■ Brief
Update the lines below by replacing every "boy's" with "child's", keeping everything else the same.

[Collected data]

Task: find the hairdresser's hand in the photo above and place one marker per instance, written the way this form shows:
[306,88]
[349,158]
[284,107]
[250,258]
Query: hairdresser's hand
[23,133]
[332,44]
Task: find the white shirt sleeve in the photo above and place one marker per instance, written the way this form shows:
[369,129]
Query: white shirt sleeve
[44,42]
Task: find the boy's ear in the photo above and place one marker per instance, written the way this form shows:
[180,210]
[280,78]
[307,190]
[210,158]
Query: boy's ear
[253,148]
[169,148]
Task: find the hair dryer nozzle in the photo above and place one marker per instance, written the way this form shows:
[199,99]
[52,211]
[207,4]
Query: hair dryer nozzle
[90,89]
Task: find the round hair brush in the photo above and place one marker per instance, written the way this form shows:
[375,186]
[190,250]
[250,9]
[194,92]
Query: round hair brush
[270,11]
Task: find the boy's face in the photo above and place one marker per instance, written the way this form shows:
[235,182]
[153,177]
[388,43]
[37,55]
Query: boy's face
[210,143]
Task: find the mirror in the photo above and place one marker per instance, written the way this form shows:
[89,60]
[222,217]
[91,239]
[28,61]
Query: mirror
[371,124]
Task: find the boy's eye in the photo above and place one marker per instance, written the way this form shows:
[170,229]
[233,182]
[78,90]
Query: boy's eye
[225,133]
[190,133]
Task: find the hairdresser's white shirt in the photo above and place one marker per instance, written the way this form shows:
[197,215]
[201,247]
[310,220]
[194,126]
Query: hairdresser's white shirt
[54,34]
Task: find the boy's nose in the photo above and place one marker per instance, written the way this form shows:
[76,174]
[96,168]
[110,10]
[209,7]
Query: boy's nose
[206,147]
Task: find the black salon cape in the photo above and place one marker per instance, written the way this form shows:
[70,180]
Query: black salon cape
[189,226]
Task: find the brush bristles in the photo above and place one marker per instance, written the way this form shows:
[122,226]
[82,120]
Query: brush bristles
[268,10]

■ Response
Task: find the hairdresser's hand in the photo above and place one marker per instance, written the way this form shows:
[306,88]
[349,158]
[284,107]
[250,258]
Query: hairdresser's hand
[23,133]
[332,44]
Task: find the white shirt sleeve in the photo above and place one marker per instance, written the way this form shows:
[369,129]
Query: white shirt sleeve
[44,42]
Task: find the child's ear in the photo above and place one marker per instance, written the way this form shows:
[180,210]
[280,78]
[307,190]
[210,158]
Query: child's ear
[253,148]
[169,148]
Task: find the hair dryer nozzle in the photo above and place one marker per instance, written the way this form shows:
[199,99]
[52,211]
[207,4]
Query: hair dryer nozzle
[90,89]
Task: find the round hair brush in the photo above and place one marker per instance, written the way this form shows:
[375,186]
[190,250]
[250,9]
[194,92]
Query: round hair brush
[270,11]
Task: find the child's face in the photo above and place one marker per instance, written the way this form shows:
[235,182]
[153,177]
[388,43]
[37,55]
Query: child's face
[210,143]
Task: find the mirror in the photo above and place one marker per instance, written the way this form shows:
[89,60]
[222,217]
[91,239]
[28,61]
Query: mirror
[371,124]
Task: find the child's eye in the photo above and place one marker per instance, written the way this form shows:
[170,229]
[233,182]
[78,90]
Query: child's eye
[225,133]
[190,133]
Task: find the hairdresser's white shirt in the photo above and place one marker per instance, written the way this form shows:
[197,215]
[201,247]
[310,220]
[194,126]
Query: hairdresser's white shirt
[54,34]
Task: find the child's nose in the photo above and place one marker per instance, written the way this form shows:
[76,174]
[96,168]
[110,10]
[209,7]
Query: child's nose
[206,147]
Task: find the black salon cape in the photo above and place one marker per instance, written the way this form shows:
[70,180]
Query: black salon cape
[189,226]
Task: find the brush bristles in the photo above and place one marker per instance, written the way this form shows:
[122,226]
[82,120]
Query: brush bristles
[268,10]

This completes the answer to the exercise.